WORK INSTRUCTION 1:
Edit the column-writing essay: reproduce it from "This time I had a scrapbook" to "and meet deadlines.", replacing "scrapbook" with "album".
WORK INSTRUCTION 2:
According to the column-writing essay, what was the readership circulation of The Mirror?
WORK INSTRUCTION 3:
Do these statements agree with the column-writing essay? Answer yes or no for each, and quote the deciding words. (a) The writer sent The Mirror editor photocopies of six favorite Whitecourt Star columns. (b) The first Mirror column appeared in a December edition. (c) The writer bought a PC before contacting The Mirror.

Nevertheless, beyond regret or relief or doubt something else had happened to me during my 168 weeks writing a regular column. Something had shifted.
Actually the ‘shift’ began with my three years on The Static but became even more deeply rooted when someone not only published what I wrote they paid me to write, then kept paying me and kept publishing my work because the page on which my column appeared was also the page businesses wanted their ads.
I remember the first time I actually acknowledged I was a writer. I had tagged along with [former] Hubby to an oil and gas conference in Alburquerque, New Mexico. During a social mingling of attendees with their spouses someone asked me what I did. Out of my mouth came the words, “I’m a writer.”
With my own surprise response, I now ‘thought’ of myself as a writer. Also, at that gathering I realized it had been more than three years since I had written much of anything, except a fiction plot draft still in a three-ring binder - that decades later would become my first mystery-suspense, SHADOWS AND LIGHT.
Returning home I was motivated to buy an actual desk and found an old rolltop then dusted off my little portable blue typewriter [not yet tempted to buy a PC] and again prepared to stick my neck out, testing myself further. And because my first professional break had been with a weekly newspaper, I targeted The Mirror a city-wide weekly newspaper published for various Calgary communities, by the Calgary Sun [daily] national, newspaper chain.
This time I had a scrapbook of Whitecourt Star columns and feature clippings. Those clippings became a huge part of my writing resume. Monthly, weekly and daily publications need to know contributors [you] can be consistent and meet deadlines.
Along with five new column ideas I included photocopies of my six favorite columns published in the Whitecourt Star. I then mailed everything along with a short cover letter to The Mirror editor, Harry Pegg. At the mailbox I crossed my fingers – which in truth - with prayer, is how most of us send out our work.
Two weeks later a phone call from, Harry Pegg, editor of The Mirror still caught me off guard. I was prepared for a nice letter with; ‘thanks, but no thanks’. I was not prepared for a personal phone call. And certainly not a phone call from someone who liked my work then asked when it would be convenient for me to meet with him personally at The Mirror office to discuss details…
My vision was quite blurry when I checked my kitchen calendar. I struggled to remain sounding calm – as if newspaper editors with a readership circulation of 400,000 [plus] had called me many times before…
We set a date and a time the following week, it was late November. After he hung up, I sat on my kitchen floor still holding the phone and working to reorganize my scattered brain cells. B-e-c-a-u-s-e with this one call I committed to writing another weekly column, but this time for a readership audience 30 times greater than my Whitecourt run. Once again, the weight of my new obligation ‘hit’ me! If I messed up this time, far more people would be witness to that fact.
At my first meeting, The Mirror editor, Harry Pegg and I - along with his assistant editor, Kit Poole talked as easily as if we had known each other for years instead of only minutes. That type of instant ease is always a good ‘sign’. I was still freelance not staff, but the pay offer each week had doubled, and so too had my responsibility for reliable quality…
My introductory Mirror column was set to appear in the first month of the New Year in the January 28th edition - renamed: ‘…that’s life’ [all in lower case]. Of my first five samples the editor selected one for my Mirror column launch. This time I had a five-week lead, both kids were in school, and my office was no longer the laundry room…
Sherrie........You are such an inspiration for anyone trying to become a writer. I am so proud to say "I have a friend who is a writer ". Jackie
Enjoying these very much! So glad I get to share in your experiences this way. Keep them coming!

[Saved entries]

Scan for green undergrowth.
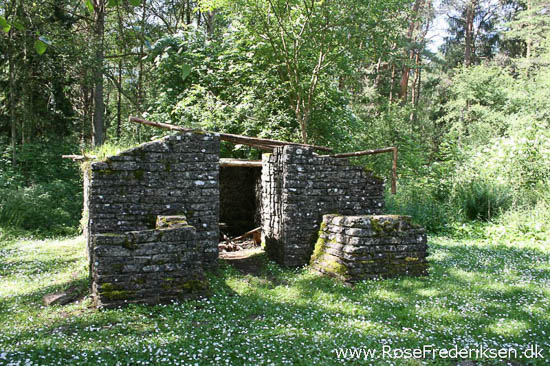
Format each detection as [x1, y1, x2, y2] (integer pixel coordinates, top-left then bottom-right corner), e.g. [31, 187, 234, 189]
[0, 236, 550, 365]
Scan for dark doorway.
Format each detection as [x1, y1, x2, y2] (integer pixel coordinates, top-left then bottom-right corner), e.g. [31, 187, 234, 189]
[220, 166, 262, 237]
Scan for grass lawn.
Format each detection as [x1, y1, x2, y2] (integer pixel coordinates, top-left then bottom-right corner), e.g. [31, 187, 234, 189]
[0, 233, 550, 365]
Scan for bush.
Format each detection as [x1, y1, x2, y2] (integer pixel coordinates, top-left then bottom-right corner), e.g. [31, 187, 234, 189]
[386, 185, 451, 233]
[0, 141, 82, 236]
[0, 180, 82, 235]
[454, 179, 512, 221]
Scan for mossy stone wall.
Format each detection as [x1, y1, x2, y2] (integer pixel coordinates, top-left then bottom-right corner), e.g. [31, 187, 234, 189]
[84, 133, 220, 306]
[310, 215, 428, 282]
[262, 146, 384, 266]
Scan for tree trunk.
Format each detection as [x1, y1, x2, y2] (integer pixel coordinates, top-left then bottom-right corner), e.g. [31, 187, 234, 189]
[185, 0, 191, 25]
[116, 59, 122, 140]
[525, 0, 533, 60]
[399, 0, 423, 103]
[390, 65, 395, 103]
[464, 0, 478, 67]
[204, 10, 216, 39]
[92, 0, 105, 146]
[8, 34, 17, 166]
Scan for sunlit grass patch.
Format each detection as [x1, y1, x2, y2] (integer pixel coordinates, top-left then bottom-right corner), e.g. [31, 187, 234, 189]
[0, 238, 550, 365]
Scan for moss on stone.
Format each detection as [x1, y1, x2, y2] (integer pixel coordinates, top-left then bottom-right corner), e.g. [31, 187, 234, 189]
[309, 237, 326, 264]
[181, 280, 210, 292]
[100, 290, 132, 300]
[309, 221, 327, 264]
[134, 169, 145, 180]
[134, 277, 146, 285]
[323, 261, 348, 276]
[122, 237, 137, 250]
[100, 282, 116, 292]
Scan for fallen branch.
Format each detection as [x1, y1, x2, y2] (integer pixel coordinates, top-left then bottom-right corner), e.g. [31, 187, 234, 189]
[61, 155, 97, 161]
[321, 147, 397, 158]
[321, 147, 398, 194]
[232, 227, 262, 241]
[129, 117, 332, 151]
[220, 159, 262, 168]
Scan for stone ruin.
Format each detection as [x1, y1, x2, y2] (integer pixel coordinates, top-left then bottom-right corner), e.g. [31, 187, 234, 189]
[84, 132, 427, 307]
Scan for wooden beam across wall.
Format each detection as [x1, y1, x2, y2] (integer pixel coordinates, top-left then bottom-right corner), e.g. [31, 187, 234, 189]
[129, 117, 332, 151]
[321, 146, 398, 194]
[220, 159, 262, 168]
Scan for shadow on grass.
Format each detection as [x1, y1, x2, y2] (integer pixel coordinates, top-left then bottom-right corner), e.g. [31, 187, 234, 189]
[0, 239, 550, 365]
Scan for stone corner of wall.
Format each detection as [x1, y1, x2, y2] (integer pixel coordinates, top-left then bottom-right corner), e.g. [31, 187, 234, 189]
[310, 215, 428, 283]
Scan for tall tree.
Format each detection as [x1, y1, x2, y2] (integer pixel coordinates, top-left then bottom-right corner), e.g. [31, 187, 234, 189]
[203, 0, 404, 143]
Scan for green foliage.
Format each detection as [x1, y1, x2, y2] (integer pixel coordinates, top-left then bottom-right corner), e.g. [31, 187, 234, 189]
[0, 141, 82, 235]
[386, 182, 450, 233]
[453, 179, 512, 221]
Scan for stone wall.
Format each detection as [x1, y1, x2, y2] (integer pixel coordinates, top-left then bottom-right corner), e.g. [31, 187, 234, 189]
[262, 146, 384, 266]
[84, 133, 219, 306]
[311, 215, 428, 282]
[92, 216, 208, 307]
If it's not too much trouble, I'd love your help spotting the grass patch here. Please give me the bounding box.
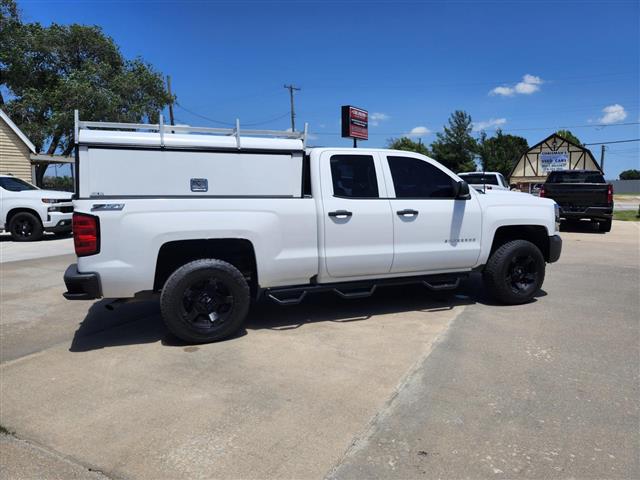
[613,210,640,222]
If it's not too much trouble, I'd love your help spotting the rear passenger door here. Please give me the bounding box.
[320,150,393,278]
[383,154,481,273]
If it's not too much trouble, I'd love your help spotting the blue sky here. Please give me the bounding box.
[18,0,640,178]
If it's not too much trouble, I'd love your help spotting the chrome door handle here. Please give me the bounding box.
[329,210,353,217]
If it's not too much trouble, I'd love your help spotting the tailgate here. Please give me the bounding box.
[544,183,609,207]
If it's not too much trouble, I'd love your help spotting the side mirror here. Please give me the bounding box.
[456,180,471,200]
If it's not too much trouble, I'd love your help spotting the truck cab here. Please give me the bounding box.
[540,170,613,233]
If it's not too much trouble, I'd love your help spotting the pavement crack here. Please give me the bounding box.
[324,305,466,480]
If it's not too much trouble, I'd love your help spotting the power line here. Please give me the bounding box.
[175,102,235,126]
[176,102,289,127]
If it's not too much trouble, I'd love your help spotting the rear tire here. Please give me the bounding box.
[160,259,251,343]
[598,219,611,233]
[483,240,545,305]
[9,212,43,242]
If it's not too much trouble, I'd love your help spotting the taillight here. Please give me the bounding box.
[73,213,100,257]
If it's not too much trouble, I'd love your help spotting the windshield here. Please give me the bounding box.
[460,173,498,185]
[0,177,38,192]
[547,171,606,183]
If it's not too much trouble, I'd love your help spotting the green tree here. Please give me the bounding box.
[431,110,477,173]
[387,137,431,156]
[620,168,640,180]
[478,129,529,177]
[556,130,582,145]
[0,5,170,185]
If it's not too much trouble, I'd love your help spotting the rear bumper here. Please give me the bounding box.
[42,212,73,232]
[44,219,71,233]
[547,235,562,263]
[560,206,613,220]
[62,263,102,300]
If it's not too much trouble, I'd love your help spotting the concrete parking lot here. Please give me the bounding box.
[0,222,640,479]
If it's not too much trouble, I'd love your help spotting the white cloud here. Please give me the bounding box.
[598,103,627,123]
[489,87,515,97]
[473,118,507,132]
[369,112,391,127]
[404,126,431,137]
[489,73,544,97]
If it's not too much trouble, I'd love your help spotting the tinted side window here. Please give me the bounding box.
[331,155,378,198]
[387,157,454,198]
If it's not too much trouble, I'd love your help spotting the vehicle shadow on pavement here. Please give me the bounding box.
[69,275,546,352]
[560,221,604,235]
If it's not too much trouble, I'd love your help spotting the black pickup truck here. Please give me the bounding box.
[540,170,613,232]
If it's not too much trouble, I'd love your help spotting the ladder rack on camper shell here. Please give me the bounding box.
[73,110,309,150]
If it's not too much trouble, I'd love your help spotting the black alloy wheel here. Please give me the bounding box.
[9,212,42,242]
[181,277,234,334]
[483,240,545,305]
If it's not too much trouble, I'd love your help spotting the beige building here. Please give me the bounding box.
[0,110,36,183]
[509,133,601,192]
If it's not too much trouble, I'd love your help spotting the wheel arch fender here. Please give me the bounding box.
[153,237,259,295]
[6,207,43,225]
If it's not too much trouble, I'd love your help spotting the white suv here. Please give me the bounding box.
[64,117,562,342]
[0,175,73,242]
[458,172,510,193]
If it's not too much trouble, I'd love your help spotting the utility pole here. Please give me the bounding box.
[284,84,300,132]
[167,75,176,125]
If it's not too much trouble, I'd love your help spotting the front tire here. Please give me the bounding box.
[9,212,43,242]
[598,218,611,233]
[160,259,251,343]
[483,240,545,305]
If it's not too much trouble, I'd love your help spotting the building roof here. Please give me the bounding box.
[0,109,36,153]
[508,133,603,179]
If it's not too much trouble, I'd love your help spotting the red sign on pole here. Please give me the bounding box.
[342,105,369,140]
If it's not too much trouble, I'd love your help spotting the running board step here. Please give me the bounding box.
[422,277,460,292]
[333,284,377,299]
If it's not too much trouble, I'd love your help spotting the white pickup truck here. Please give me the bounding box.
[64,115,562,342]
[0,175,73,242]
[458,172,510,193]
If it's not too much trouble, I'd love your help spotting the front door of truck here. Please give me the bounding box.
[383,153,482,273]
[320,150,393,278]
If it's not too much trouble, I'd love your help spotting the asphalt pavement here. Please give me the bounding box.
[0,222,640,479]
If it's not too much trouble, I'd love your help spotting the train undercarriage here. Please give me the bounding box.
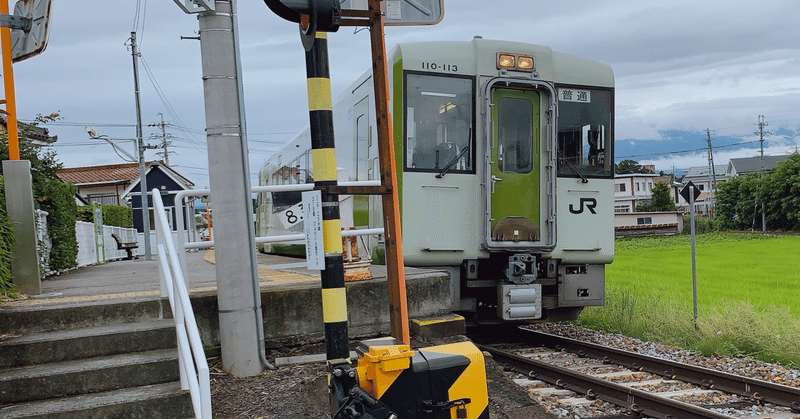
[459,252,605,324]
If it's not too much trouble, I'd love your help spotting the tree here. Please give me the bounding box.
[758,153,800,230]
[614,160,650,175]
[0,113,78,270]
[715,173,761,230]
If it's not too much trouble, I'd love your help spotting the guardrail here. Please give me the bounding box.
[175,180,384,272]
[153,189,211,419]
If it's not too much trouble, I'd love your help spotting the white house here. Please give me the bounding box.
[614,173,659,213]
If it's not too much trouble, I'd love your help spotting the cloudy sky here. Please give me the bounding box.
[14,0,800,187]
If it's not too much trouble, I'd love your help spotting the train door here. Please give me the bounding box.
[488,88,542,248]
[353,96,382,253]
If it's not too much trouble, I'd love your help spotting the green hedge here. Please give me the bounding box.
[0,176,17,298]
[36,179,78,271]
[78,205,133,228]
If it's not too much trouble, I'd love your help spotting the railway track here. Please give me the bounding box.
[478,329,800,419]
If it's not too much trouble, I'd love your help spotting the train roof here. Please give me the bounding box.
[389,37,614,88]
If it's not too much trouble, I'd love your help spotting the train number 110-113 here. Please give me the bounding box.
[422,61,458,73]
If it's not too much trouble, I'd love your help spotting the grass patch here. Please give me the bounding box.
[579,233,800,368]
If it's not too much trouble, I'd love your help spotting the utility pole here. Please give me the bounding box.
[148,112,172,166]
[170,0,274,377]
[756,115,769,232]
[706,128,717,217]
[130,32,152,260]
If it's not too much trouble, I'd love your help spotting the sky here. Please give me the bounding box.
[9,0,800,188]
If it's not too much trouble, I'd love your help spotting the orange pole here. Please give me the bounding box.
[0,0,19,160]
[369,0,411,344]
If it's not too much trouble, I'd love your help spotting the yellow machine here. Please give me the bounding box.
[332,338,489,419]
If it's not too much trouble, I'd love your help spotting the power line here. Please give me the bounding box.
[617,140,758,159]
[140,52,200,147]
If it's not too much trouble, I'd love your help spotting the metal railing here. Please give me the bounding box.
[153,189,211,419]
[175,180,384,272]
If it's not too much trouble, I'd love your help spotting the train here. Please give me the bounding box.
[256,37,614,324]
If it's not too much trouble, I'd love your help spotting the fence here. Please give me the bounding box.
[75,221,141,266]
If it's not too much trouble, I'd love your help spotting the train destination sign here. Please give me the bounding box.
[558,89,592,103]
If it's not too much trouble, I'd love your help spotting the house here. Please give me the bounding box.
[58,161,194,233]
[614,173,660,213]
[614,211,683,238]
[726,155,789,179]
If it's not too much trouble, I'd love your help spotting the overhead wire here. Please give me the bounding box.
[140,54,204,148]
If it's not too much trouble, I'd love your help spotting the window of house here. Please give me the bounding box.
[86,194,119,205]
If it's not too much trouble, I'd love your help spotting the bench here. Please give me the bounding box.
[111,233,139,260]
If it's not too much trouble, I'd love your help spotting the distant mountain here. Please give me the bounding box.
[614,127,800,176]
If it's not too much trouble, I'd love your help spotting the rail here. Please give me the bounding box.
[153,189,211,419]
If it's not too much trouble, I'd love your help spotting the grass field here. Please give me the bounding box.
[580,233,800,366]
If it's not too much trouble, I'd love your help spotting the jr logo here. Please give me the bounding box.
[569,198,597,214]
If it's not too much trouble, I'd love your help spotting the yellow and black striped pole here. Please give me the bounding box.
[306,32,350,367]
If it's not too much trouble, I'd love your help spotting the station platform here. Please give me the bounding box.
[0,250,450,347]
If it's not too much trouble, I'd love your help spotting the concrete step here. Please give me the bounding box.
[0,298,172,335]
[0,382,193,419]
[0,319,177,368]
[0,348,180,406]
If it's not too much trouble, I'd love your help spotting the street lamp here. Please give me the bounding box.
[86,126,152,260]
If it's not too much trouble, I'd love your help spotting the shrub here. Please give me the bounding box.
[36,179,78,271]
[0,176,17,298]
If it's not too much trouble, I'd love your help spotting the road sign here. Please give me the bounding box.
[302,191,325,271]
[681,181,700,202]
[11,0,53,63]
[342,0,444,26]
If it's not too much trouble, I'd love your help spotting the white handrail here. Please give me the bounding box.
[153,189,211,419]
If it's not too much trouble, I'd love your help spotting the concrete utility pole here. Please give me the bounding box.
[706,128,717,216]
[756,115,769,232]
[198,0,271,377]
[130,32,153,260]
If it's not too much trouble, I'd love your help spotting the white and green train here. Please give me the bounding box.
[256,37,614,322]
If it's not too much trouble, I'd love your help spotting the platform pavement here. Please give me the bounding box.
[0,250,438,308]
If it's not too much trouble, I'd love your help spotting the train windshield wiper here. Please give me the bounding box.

OUTPUT 1:
This time I had a album of Whitecourt Star columns and feature clippings. Those clippings became a huge part of my writing resume. Monthly, weekly and daily publications need to know contributors [you] can be consistent and meet deadlines.

OUTPUT 2:
It was 400,000 plus.

OUTPUT 3:
(a) Yes: "I included photocopies of my six favorite columns published in the Whitecourt Star."
(b) No: "in the January 28th edition"
(c) No: "[not yet tempted to buy a PC]"